= Source text =
--- start ---

Sandra de Neef

Personal information
- Born: Rotterdam, the Netherlands

Team information
- Discipline: Track cycling Road cycling
- Role: Rider
- Rider type: sprinter

= Sandra de Neef =

Dutch cyclist (born 1959)

Sandra de Neef (born 19 March 1959 in Rotterdam) is a Dutch female track cyclist and Road cyclist. She became two times national champion in the sprint (1980 and 1983) and national champion in the omnium (1981). She competed at three track cycling world championships (1980, 1981 and 1982) in the sprint event.

==Career==

===Early years===
After finishing school she wanted to sport, but didn't know which one. She didn't like football and athletics. She fell in love with cycling after seeing 'Ahoy op Zondag' (Ahoy on Sunday), a cycling competition in Rotterdam Ahoy and the day afterwards she joined the cycling club of Ahoy. She got a bike from her uncle Ton Okhuijzen, who maintained the bicycles of the club. She started riding on the road and trained two times a day. In her first year she needed to get used to cycling and didn't perform very well. The year afterwards she was much better and was able to bijhouden elite riders like Keetie Hage and Petra de Bruin. It became clear that she had outstanding sprint capacities.

===Track cycling===
Due to her good sprint capacities she started riding on the track. In 1980, after three years having been riding a bicycle she won her first national title in the sprint by outsprinting Truus van der Plaat in the finals. The year afterwards she became national omnium champion in 'her own' Ahoy and she won the national title in the sprint in 1983.

--- end ---

= Given task 1 =
In the records, from the line containing "of the white" through the end of the records, change "outline" to "contour" and leave everything else in those lines unchanged.

= Records for this task =
--- start ---

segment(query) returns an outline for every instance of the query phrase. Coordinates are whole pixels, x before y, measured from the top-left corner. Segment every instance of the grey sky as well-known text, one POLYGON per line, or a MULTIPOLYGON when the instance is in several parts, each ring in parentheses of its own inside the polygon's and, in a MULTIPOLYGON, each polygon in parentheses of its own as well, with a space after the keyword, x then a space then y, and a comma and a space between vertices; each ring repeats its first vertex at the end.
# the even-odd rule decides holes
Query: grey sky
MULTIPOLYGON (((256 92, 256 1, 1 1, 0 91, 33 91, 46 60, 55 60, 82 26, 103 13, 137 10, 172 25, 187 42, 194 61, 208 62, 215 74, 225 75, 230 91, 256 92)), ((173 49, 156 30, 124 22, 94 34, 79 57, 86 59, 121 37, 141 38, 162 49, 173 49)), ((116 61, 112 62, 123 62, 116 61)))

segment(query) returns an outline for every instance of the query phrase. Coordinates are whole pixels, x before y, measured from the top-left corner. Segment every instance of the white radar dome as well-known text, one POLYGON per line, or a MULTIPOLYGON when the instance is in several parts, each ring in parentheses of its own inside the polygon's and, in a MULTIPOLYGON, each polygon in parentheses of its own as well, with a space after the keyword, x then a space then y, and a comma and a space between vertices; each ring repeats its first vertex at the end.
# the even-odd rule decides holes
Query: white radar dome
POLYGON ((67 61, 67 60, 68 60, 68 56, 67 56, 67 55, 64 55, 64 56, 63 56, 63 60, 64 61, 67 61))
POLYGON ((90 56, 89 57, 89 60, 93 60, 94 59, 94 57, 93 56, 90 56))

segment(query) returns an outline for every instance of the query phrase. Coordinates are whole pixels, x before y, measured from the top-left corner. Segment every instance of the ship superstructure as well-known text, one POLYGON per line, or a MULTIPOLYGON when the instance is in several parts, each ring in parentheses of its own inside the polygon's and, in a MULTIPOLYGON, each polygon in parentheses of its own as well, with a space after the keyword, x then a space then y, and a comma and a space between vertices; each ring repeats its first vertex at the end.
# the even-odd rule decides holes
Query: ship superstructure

--- end ---

= Given task 2 =
Return the full article about Sandra de Neef word for word.

= Task answer 1 =
segment(query) returns an contour for every instance of the query phrase. Coordinates are whole pixels, x before y, measured from the top-left corner. Segment every instance of the white radar dome as well-known text, one POLYGON per line, or a MULTIPOLYGON when the instance is in several parts, each ring in parentheses of its own inside the polygon's and, in a MULTIPOLYGON, each polygon in parentheses of its own as well, with a space after the keyword, x then a space then y, and a comma and a space between vertices; each ring repeats its first vertex at the end.
# the even-odd rule decides holes
Query: white radar dome
POLYGON ((67 61, 67 60, 68 60, 68 56, 67 56, 67 55, 64 55, 64 56, 63 56, 63 60, 64 61, 67 61))
POLYGON ((90 56, 89 57, 89 60, 93 60, 94 59, 94 57, 93 56, 90 56))

segment(query) returns an contour for every instance of the query phrase. Coordinates are whole pixels, x before y, measured from the top-left corner. Segment every instance of the ship superstructure as well-known text, one POLYGON per line, or a MULTIPOLYGON when the instance is in several parts, each ring in parentheses of its own inside the polygon's and, in a MULTIPOLYGON, each polygon in parentheses of its own as well, with a space after the keyword, x then a space then y, and a comma and a space between vertices; each ring repeats its first vertex at the end.
# the even-odd rule decides holes
Query: ship superstructure

= Task answer 2 =
Sandra de Neef

Personal information
- Born: Rotterdam, the Netherlands

Team information
- Discipline: Track cycling Road cycling
- Role: Rider
- Rider type: sprinter

= Sandra de Neef =

Dutch cyclist (born 1959)

Sandra de Neef (born 19 March 1959 in Rotterdam) is a Dutch female track cyclist and Road cyclist. She became two times national champion in the sprint (1980 and 1983) and national champion in the omnium (1981). She competed at three track cycling world championships (1980, 1981 and 1982) in the sprint event.

==Career==

===Early years===
After finishing school she wanted to sport, but didn't know which one. She didn't like football and athletics. She fell in love with cycling after seeing 'Ahoy op Zondag' (Ahoy on Sunday), a cycling competition in Rotterdam Ahoy and the day afterwards she joined the cycling club of Ahoy. She got a bike from her uncle Ton Okhuijzen, who maintained the bicycles of the club. She started riding on the road and trained two times a day. In her first year she needed to get used to cycling and didn't perform very well. The year afterwards she was much better and was able to bijhouden elite riders like Keetie Hage and Petra de Bruin. It became clear that she had outstanding sprint capacities.

===Track cycling===
Due to her good sprint capacities she started riding on the track. In 1980, after three years having been riding a bicycle she won her first national title in the sprint by outsprinting Truus van der Plaat in the finals. The year afterwards she became national omnium champion in 'her own' Ahoy and she won the national title in the sprint in 1983.